Exercise brief: Where the string "grass" appears in a line of the data, show that line.

Dataset records:
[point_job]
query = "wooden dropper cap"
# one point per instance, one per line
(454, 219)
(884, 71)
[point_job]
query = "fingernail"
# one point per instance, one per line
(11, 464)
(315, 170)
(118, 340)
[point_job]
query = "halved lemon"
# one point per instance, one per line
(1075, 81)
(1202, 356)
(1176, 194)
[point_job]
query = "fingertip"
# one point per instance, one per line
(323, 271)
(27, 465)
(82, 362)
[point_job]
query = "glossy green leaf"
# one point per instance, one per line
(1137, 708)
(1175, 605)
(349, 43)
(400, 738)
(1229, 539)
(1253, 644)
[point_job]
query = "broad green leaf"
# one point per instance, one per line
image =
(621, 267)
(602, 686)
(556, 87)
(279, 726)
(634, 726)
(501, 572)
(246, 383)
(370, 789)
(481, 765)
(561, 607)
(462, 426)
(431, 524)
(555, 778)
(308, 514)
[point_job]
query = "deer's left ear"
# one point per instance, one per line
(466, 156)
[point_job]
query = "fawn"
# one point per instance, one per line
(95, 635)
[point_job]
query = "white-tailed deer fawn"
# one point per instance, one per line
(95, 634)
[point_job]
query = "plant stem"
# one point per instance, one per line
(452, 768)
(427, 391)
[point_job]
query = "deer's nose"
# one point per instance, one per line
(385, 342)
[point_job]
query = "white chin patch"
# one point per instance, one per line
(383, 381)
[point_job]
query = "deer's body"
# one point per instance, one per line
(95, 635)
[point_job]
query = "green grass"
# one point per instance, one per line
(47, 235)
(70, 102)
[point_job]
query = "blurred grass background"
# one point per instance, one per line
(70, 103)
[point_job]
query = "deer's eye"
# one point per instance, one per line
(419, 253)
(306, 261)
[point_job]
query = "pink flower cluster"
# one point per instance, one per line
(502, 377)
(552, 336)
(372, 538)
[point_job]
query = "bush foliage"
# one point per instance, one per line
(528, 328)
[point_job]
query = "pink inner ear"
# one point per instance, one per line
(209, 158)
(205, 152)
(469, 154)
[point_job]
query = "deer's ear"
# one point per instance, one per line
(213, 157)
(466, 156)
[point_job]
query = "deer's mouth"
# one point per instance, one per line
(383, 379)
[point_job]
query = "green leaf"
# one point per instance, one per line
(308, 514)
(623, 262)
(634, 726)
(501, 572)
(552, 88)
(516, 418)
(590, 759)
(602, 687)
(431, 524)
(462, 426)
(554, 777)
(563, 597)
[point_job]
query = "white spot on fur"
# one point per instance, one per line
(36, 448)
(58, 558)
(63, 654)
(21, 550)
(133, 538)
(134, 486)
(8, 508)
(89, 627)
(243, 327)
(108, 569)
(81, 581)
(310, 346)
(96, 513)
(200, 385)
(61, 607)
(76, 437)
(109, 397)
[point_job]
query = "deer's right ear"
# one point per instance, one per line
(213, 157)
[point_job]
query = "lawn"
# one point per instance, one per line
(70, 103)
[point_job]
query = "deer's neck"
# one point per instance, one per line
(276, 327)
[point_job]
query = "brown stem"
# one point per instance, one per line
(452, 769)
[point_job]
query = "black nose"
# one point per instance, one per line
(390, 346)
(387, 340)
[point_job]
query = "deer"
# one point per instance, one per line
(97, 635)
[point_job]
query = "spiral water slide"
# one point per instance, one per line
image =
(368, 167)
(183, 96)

Written answer:
query = "green grass"
query = "blurred grass background"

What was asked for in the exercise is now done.